== Short task A ==
According to the review of Me and You, what distracts Goldilocks during her outing with her mom?

== Extract ==
** Start **

Shortlisted for the 2011 CILIP Kate Greenaway Medal, Me and You is a thoughtful and thought-provoking look at the story of Goldilocks and the Three Bears.

While on a rather boring outing with her mom, Goldilocks is distracted by a floating balloon. She follows the balloon but can’t quite catch it. Separated from her mother, she finds herself in a dark and dismal part of town, characterized by foreboding brick walls, cracked windows and narrow alleyways.

Meanwhile Baby Bear, Mummy Bear and Father Bear have decided to go for a walk while their morning porridge cools. They leave their sunny-yellow house and head to a nearby park.

“Daddy talked about his work and Mummy talked about her work. I just messed about.”

Beautifully illustrated,Me and You depicts Goldilocks’ experiences (wordlessly) in tones of gold and sepia. Baby Bear lives in a decidedly cheerier, more colourful world.

** End **

== Records provided ==
** Start **

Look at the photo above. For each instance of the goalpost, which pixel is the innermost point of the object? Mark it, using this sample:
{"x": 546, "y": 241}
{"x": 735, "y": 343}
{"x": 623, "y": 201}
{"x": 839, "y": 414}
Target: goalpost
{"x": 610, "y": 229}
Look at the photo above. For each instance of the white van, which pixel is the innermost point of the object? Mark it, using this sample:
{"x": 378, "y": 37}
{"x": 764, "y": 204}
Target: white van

** End **

== Short task B ==
Rewrite every line of the two entries above as a single numbered list, skipping any blank lines.

== Written answer A ==
A floating balloon distracts her.

== Written answer B ==
1. Look at the photo above. For each instance of the goalpost, which pixel is the innermost point of the object? Mark it, using this sample:
2. {"x": 546, "y": 241}
3. {"x": 735, "y": 343}
4. {"x": 623, "y": 201}
5. {"x": 839, "y": 414}
6. Target: goalpost
7. {"x": 610, "y": 229}
8. Look at the photo above. For each instance of the white van, which pixel is the innermost point of the object? Mark it, using this sample:
9. {"x": 378, "y": 37}
10. {"x": 764, "y": 204}
11. Target: white van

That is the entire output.